» Page extract:
- Lobby card
- Directed by: Scott Pembroke
- Written by: Arthur Hoerl Virginia Terhune Vandewater
- Starring: Viola Dana Rex Lease
- Cinematography: Hap Depew
- Distributed by: Rayart Pictures
- Release date: March 23, 1929;
- Country: United States
- Languages: Sound (Synchronized) (English Intertitles)

= Two Sisters (1929 film) =

1929 American drama film by Scott Pembroke

Two Sisters is a 1929 American sound drama film directed by Scott Pembroke and featuring Boris Karloff. The film is one of the last produced in the sound-on-film process Phonofilm. While the film has no audible dialog, it was released with a synchronized musical score with sound effects using both the sound-on-disc and sound-on-film process. The film is now considered to be lost.

» Exercise task a:
Reproduce the rows precisely, from the line containing "# test: mark one point on the arena" through the final row, with both ends included.

Records from a collection
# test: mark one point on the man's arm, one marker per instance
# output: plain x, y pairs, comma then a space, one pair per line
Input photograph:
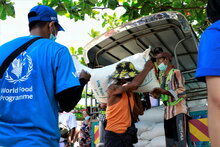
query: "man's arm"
176, 93
71, 135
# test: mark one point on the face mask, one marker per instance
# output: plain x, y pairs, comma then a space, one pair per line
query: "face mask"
52, 37
162, 67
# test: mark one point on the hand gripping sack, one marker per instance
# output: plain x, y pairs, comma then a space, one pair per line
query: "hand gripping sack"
132, 131
64, 130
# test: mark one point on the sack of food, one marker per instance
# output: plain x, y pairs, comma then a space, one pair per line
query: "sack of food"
101, 77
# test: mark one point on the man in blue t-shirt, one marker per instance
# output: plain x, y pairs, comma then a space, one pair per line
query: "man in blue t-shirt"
209, 69
37, 83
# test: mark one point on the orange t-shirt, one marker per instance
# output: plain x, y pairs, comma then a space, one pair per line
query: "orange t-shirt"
118, 115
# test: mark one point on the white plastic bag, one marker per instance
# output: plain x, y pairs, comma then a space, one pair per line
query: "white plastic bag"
155, 114
100, 77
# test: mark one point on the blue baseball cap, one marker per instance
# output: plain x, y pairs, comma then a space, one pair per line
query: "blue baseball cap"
44, 13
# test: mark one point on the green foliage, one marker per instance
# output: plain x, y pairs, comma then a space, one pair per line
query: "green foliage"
79, 116
194, 10
6, 9
94, 33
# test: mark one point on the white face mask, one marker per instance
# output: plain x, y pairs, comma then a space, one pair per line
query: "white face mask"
162, 66
52, 36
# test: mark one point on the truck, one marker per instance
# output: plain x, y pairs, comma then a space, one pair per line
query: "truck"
170, 31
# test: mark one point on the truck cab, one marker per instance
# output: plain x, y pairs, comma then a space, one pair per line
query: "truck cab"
169, 30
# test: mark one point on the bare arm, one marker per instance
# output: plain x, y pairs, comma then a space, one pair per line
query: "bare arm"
213, 85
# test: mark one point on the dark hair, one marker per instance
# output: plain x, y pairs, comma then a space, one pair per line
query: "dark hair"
213, 10
37, 24
155, 52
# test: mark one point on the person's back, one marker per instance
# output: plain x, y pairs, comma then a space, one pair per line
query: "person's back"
34, 83
27, 92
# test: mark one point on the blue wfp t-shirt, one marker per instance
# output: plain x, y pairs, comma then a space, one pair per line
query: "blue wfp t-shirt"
209, 52
28, 108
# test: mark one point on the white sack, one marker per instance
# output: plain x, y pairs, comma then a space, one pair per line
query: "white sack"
158, 130
157, 142
141, 143
100, 77
155, 114
144, 126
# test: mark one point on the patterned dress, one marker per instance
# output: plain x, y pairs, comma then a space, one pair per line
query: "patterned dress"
85, 135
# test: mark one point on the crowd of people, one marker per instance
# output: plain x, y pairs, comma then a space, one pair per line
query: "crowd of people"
58, 88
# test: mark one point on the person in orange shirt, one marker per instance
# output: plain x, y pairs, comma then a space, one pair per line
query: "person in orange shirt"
120, 99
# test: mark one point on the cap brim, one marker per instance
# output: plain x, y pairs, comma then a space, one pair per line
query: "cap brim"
60, 28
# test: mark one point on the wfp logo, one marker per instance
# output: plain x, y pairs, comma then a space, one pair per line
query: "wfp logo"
20, 70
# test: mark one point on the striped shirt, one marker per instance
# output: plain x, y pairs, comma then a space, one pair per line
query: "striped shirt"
174, 83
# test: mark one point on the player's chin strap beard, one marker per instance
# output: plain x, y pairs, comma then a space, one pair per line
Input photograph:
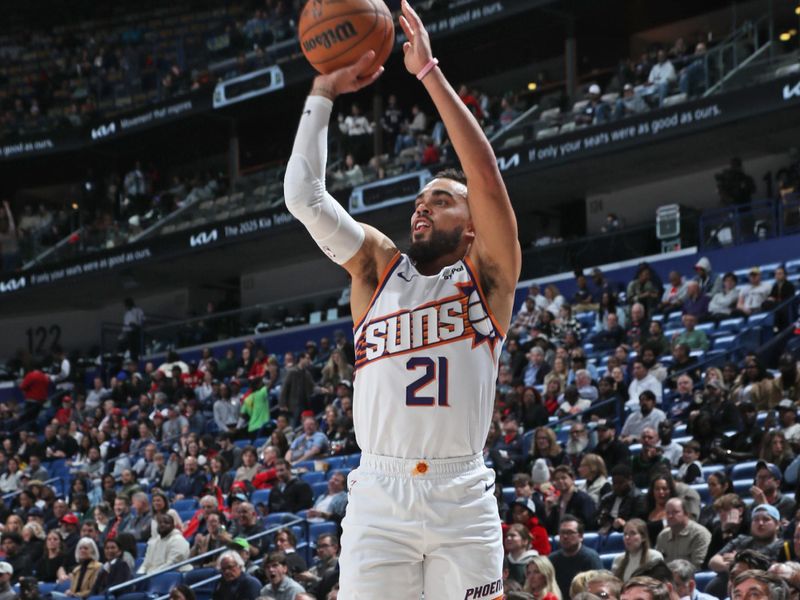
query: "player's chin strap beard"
439, 244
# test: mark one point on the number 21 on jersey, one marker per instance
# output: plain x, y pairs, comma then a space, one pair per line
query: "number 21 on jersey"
434, 370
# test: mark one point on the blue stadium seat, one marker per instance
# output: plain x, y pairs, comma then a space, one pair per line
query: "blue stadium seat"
745, 470
702, 489
592, 540
317, 529
184, 504
163, 583
313, 477
612, 543
702, 578
275, 519
318, 488
196, 576
259, 496
608, 559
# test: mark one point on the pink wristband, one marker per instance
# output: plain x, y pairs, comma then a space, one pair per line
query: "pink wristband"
427, 68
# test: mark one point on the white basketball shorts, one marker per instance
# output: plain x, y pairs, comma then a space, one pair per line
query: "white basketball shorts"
421, 525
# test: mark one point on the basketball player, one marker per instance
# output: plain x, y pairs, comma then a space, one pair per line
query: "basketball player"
429, 326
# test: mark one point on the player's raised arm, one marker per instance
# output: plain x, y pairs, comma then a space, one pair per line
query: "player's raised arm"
496, 247
361, 250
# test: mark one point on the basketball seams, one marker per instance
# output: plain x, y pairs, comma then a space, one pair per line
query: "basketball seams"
380, 39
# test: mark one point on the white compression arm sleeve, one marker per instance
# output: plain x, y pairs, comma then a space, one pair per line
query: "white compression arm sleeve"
332, 228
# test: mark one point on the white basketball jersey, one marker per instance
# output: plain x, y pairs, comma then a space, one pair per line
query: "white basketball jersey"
427, 352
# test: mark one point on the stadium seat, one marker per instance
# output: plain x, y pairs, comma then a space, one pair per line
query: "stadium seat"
608, 559
275, 519
259, 496
745, 470
612, 543
184, 504
592, 540
313, 477
702, 579
318, 488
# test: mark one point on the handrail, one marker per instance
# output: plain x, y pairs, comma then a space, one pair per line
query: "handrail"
205, 555
60, 244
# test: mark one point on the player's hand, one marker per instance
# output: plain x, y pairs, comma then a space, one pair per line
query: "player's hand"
346, 79
417, 49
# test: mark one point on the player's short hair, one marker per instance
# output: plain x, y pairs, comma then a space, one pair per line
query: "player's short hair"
454, 174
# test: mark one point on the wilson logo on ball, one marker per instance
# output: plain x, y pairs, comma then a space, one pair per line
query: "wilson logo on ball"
341, 33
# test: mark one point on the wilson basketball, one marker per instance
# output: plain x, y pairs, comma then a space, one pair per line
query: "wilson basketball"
336, 33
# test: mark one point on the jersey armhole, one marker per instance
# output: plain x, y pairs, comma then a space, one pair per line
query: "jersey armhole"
473, 272
384, 278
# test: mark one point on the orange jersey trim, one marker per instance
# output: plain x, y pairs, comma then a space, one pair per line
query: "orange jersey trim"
474, 274
384, 278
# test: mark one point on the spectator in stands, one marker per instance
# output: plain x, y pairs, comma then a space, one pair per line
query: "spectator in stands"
691, 79
537, 368
357, 131
724, 301
638, 326
191, 482
567, 500
782, 290
247, 525
573, 556
662, 77
88, 567
235, 583
734, 185
637, 550
331, 505
122, 518
695, 303
596, 110
289, 494
696, 339
113, 572
759, 586
644, 291
308, 445
648, 416
682, 538
763, 537
766, 489
629, 104
613, 451
168, 548
280, 586
141, 523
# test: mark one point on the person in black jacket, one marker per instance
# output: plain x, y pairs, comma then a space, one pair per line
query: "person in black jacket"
113, 572
289, 494
613, 515
568, 500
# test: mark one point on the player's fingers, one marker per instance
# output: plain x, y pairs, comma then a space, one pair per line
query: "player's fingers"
406, 27
411, 15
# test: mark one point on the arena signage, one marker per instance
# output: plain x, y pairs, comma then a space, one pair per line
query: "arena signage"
682, 119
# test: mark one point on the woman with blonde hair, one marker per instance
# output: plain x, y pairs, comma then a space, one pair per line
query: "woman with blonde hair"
546, 446
518, 550
592, 469
83, 576
540, 578
637, 550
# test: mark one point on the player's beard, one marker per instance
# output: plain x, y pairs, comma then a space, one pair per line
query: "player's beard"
437, 245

» Exercise task b:
According to the text on the 1929 film Two Sisters, which company distributed the film?

» Exercise result a:
# test: mark one point on the arena signage, one marker per instance
# output: plain x, y pairs, comma then a space, one pair per line
query: "arena signage"
682, 119
# test: mark one point on the woman with blonde hair, one marker per instance
# output: plain x, y pairs, comma then a space, one pair per line
query: "woman with blonde hair"
546, 446
518, 550
592, 469
83, 576
540, 578
637, 550
# test: mark one point on the player's beard, one marker per instance
# output: plain x, y pairs, comma then a space, one pair per line
query: "player's beard"
437, 245

» Exercise result b:
Rayart Pictures